#### [Reading text]
=-=-=-=-=
Columbus Clark Cockerham (December 21, 1921 – November 4, 1996) was an American statistical geneticist known for his work in quantitative genetics.

Early life and education
Cockerham was born on December 21, 1921 in Mountain Park, North Carolina. He grew up nearby on his family's farm. He received his B.S. degree in agriculture from the North Carolina State College of Agriculture and Engineering in 1943. After serving in the United States Marine Corps during World War II, he returned to North Carolina State College of Agriculture and Engineering, where he received his M.S. in animal industry in 1949. In 1952, he received his Ph.D. from Iowa State College, where he studied with Jay Lush.

Career
In 1952, Cockerham became an assistant professor of biostatistics at the University of North Carolina at Chapel Hill. The following year, he joined North Carolina State University (NCSU) as an associate professor of statistics. At NCSU, he later became the William Neal Reynolds Professor of Statistics and Genetics and the director of the NIH Project Program in Statistics. In 1963, he successfully persuaded the National Institute of General Medical Sciences to award him a research grant for a program in quantitative genetics, which he directed until his retirement in 1990. During this time, NCSU's quantitative genetics program was the largest project at NCSU that was funded by a federal grant.
=-=-=-=-=
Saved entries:

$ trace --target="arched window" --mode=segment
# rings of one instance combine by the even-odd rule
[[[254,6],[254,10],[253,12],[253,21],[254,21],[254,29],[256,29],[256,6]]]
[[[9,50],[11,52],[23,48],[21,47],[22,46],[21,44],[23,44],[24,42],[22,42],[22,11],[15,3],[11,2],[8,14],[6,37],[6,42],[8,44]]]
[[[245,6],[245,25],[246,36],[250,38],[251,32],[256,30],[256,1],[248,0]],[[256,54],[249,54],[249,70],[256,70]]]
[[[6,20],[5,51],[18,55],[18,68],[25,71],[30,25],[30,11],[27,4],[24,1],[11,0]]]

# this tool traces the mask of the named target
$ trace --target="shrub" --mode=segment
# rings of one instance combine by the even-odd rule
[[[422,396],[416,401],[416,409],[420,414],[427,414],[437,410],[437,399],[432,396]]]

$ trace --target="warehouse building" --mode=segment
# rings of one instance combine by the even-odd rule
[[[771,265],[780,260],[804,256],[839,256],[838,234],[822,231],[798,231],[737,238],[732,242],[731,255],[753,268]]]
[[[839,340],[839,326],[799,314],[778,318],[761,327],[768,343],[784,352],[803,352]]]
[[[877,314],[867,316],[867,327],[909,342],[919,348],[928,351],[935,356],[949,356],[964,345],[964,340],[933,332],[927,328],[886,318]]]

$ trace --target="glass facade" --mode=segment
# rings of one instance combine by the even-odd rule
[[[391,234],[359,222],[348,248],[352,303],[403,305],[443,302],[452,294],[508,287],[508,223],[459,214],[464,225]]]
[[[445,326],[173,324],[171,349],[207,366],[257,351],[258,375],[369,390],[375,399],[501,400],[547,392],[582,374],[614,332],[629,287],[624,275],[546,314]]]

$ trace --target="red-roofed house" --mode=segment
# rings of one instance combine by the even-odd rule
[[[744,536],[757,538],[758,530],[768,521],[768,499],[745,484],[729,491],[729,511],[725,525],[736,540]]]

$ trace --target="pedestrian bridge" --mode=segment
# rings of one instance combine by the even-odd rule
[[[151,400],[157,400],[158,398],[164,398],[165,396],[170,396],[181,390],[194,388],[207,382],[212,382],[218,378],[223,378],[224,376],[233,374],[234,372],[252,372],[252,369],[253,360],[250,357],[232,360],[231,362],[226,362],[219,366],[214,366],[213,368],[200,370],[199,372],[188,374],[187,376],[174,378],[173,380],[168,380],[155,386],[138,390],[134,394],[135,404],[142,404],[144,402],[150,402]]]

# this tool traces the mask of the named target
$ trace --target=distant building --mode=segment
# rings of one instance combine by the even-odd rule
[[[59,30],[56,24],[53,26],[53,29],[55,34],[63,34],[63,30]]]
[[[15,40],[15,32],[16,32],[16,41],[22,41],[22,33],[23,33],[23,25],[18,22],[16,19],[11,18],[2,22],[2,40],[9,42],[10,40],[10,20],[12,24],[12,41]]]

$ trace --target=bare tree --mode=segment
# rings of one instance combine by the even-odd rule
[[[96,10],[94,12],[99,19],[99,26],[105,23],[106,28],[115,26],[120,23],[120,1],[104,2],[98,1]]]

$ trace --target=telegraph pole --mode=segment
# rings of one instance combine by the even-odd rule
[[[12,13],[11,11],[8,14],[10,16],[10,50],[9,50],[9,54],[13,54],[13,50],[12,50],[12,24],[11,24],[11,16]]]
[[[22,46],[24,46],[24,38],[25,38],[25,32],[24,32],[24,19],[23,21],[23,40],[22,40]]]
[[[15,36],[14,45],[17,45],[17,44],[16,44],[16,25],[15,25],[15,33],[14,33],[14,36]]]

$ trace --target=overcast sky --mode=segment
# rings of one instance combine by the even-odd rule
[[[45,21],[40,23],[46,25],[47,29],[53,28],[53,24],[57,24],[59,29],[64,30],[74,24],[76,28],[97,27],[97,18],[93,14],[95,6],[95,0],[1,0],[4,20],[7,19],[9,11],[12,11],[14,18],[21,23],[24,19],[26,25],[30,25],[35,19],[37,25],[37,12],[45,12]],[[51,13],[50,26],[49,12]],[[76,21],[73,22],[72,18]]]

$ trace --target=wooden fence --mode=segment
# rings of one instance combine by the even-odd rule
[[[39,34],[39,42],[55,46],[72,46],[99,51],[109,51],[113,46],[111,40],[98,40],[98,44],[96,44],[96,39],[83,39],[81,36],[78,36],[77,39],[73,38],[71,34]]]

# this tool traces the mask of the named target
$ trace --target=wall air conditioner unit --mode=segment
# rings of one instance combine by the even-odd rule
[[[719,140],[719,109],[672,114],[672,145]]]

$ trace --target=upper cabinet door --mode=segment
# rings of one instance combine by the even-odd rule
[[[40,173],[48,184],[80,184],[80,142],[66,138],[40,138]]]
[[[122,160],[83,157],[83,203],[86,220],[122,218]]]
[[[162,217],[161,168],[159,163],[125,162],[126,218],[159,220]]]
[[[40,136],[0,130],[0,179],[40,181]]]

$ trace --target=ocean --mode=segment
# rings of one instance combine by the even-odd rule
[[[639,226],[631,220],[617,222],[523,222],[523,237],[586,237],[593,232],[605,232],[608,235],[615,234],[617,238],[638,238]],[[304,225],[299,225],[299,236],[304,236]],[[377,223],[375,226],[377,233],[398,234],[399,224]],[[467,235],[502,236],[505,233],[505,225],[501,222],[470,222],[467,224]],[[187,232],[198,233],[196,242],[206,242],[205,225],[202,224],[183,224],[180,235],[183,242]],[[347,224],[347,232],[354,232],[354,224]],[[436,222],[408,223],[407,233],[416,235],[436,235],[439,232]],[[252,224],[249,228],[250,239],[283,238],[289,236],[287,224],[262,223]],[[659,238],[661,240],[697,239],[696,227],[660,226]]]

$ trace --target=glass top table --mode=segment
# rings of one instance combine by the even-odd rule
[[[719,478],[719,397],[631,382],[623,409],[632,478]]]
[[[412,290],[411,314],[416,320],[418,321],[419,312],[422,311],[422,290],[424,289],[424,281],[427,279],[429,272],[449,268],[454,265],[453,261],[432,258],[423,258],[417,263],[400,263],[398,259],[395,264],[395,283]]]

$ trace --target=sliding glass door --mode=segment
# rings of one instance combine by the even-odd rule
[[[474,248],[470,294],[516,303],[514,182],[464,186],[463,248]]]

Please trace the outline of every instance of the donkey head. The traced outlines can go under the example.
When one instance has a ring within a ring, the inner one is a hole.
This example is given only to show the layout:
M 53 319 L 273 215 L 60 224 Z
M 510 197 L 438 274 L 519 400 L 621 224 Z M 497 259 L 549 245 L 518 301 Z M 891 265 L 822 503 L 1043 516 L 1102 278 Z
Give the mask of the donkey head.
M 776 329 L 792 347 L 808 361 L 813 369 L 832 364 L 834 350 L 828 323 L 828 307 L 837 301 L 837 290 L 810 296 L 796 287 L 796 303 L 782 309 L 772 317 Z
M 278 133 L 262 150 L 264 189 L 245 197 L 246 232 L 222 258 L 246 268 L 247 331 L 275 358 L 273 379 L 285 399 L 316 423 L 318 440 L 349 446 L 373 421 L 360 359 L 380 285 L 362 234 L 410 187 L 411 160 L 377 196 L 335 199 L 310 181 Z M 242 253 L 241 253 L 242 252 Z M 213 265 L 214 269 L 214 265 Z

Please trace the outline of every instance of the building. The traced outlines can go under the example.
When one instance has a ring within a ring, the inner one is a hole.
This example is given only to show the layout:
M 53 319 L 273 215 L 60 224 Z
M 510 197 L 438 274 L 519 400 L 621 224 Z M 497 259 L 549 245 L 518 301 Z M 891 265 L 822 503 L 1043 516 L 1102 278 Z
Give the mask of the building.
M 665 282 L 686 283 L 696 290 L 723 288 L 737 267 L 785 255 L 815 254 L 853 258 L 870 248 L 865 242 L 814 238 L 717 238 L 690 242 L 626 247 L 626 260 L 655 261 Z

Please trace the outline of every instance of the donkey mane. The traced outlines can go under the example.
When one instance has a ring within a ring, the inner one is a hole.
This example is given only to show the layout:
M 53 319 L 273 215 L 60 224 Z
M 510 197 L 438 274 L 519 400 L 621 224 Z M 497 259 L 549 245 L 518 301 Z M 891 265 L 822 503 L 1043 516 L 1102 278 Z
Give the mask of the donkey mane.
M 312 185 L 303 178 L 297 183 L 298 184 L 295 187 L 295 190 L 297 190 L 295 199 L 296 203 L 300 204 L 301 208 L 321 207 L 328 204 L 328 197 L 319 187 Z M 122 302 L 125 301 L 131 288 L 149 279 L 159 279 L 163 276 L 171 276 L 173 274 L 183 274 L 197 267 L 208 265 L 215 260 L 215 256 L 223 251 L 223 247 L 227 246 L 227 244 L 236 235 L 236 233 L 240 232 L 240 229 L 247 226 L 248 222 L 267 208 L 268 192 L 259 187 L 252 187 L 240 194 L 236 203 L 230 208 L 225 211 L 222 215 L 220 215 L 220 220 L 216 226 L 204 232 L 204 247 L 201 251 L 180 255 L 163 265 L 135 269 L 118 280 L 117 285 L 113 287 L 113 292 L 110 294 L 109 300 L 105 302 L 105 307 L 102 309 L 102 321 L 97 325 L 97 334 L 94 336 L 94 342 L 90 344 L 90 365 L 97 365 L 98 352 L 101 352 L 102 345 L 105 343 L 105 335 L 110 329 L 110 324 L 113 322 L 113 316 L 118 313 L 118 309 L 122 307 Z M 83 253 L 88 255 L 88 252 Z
=-=-=-=-=
#### [Exercise set]
a) According to the biography of Columbus Clark Cockerham, from which school did he receive his Ph.D., and in what year?
b) Write the next part of the biography of Columbus Clark Cockerham, picking up after its last sentence.

#### [Answer section]
a) He received his Ph.D. from Iowa State College in 1952.

b)
Honors and awards
Cockerham was elected a member of the National Academy of Sciences in 1974. He received the North Carolina Award in science in 1976, the O. Max Gardner Award in 1980, and NCSU's Holladay Medal in 1994. He was also a recipient of the Gamma Sigma Delta Award of Merit and a fellow of the American Society of Agronomy.

Personal life and death
Cockerham was married to Joyce Evelyn Allen, with whom he had three children: C. Clark Cockerham Jr., Jean Davis, and Bruce A. Cockerham. C. Clark Cockerham died on November 4, 1996.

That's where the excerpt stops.